• REQUIRED ACTION:
Show every line in the records below that contains the string "positive", copying each line in full.
(DATA TO PROCESS)
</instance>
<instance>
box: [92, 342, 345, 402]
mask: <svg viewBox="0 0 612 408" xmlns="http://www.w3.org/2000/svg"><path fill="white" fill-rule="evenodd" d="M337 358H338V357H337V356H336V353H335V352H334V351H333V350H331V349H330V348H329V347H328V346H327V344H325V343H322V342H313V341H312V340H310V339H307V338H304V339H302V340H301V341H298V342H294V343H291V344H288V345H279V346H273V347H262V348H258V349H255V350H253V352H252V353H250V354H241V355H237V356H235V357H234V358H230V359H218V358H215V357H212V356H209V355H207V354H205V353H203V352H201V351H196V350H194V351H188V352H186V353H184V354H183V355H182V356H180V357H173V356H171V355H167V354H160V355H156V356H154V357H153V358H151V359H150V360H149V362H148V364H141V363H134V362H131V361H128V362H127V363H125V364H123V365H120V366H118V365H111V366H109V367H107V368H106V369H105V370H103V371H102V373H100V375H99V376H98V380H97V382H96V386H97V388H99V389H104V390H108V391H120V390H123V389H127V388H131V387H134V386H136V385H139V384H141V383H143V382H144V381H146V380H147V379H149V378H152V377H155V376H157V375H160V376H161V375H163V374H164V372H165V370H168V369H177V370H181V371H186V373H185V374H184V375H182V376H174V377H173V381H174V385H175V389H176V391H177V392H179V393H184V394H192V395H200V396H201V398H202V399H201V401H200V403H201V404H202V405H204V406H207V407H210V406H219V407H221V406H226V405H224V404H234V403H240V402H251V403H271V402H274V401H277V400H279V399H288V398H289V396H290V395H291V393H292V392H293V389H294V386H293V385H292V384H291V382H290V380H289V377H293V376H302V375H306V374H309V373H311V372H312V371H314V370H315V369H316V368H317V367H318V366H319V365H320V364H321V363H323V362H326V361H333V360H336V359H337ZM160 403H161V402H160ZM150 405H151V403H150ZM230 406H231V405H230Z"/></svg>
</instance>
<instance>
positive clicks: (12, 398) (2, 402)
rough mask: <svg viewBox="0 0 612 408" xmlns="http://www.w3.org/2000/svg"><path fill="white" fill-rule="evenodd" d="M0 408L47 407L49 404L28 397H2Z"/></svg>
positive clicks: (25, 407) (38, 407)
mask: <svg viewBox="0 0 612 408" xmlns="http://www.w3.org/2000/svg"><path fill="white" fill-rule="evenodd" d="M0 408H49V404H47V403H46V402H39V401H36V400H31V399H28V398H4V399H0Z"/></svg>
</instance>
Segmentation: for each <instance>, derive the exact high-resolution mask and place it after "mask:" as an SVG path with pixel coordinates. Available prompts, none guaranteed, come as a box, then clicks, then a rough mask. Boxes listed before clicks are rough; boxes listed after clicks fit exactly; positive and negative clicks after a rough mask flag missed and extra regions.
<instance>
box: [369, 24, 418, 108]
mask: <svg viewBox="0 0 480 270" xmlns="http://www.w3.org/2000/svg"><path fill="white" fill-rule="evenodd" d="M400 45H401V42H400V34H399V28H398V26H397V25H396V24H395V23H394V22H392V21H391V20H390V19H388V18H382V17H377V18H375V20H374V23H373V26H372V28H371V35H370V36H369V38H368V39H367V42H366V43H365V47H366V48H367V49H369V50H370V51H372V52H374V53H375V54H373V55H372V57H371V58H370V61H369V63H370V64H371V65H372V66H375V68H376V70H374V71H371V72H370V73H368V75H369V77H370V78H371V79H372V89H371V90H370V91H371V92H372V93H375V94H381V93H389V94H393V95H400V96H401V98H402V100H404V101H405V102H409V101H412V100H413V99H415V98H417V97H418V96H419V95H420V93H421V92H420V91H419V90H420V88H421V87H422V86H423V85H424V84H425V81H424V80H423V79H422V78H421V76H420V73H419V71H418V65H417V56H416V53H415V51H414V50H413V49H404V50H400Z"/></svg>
(End DATA TO PROCESS)
• SOLUTION:
positive clicks: (12, 398) (2, 402)
positive clicks: (25, 407) (38, 407)
Segmentation: for each <instance>, derive the exact high-resolution mask and place it after "mask:" as an SVG path with pixel coordinates. Available prompts, none guaranteed, come as a box, then clicks, then a rough mask. Boxes listed before clicks are rough; boxes listed after clicks fit exactly; positive and negative clicks after a rough mask flag missed and extra regions.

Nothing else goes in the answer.